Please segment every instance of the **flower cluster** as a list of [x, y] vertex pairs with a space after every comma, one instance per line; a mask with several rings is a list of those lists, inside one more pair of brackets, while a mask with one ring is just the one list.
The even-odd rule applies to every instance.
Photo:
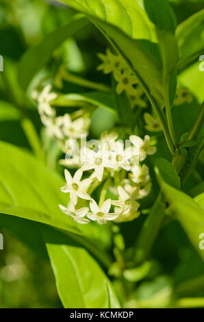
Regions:
[[[69, 203], [67, 207], [60, 207], [78, 223], [124, 222], [140, 214], [138, 201], [151, 188], [149, 168], [141, 162], [147, 155], [153, 154], [156, 148], [151, 145], [149, 136], [144, 140], [130, 136], [125, 145], [118, 137], [116, 132], [105, 133], [92, 145], [84, 143], [73, 158], [76, 166], [80, 164], [79, 169], [73, 177], [65, 170], [66, 184], [61, 190], [69, 194]], [[68, 157], [65, 161], [69, 166], [72, 159]], [[86, 171], [89, 177], [81, 180]], [[102, 188], [98, 205], [92, 194], [99, 186]], [[80, 208], [81, 199], [86, 207]]]
[[193, 97], [187, 88], [177, 88], [177, 96], [174, 103], [176, 106], [184, 103], [190, 103], [192, 101]]
[[35, 90], [32, 97], [38, 102], [38, 112], [41, 121], [45, 125], [48, 134], [59, 140], [61, 147], [66, 152], [66, 147], [70, 144], [70, 139], [77, 139], [81, 136], [87, 136], [90, 125], [88, 117], [79, 117], [72, 119], [71, 115], [66, 113], [63, 116], [57, 116], [52, 103], [58, 98], [58, 95], [51, 92], [51, 86], [46, 86], [40, 94]]
[[132, 109], [136, 107], [146, 108], [144, 90], [125, 60], [118, 55], [112, 53], [109, 49], [106, 51], [106, 55], [99, 53], [99, 57], [103, 62], [99, 66], [98, 71], [103, 71], [105, 74], [113, 73], [118, 83], [116, 93], [120, 95], [125, 92]]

__Description of the task__: Every line above should be returned exactly; the pictures stay out.

__Task output__:
Please segment every instance of the **flower cluster** as a list of [x, y] vertex pairs with a space after every comma, one instance per line; a mask with several rings is a list of those lists, inside one more pair of brackets, while a mask with one ring is just the one list.
The even-odd rule applies to every instance.
Photo:
Regions:
[[[69, 203], [67, 207], [60, 207], [78, 223], [124, 222], [140, 214], [138, 201], [151, 188], [149, 168], [141, 162], [147, 155], [153, 154], [156, 148], [151, 145], [149, 136], [144, 140], [130, 136], [125, 145], [118, 137], [116, 132], [105, 133], [92, 145], [84, 143], [73, 158], [76, 166], [80, 164], [79, 169], [73, 177], [65, 170], [66, 184], [61, 190], [69, 194]], [[68, 157], [65, 161], [69, 166], [72, 159]], [[86, 171], [89, 177], [81, 180]], [[102, 188], [98, 205], [92, 194], [99, 186]], [[80, 208], [81, 199], [86, 207]]]
[[193, 97], [187, 88], [177, 88], [177, 96], [174, 103], [176, 106], [184, 103], [190, 103], [192, 101]]
[[35, 90], [32, 97], [38, 102], [38, 112], [41, 121], [45, 125], [48, 134], [59, 140], [61, 147], [66, 152], [66, 147], [70, 144], [70, 139], [77, 139], [81, 136], [87, 136], [90, 125], [88, 117], [79, 117], [72, 119], [71, 115], [66, 113], [63, 116], [57, 116], [52, 103], [58, 98], [58, 95], [51, 92], [51, 86], [46, 86], [40, 94]]
[[132, 109], [136, 107], [146, 108], [144, 90], [125, 60], [118, 55], [112, 53], [109, 49], [106, 51], [106, 55], [99, 53], [99, 57], [103, 62], [99, 66], [98, 71], [103, 71], [105, 74], [113, 73], [118, 83], [116, 93], [120, 95], [125, 92]]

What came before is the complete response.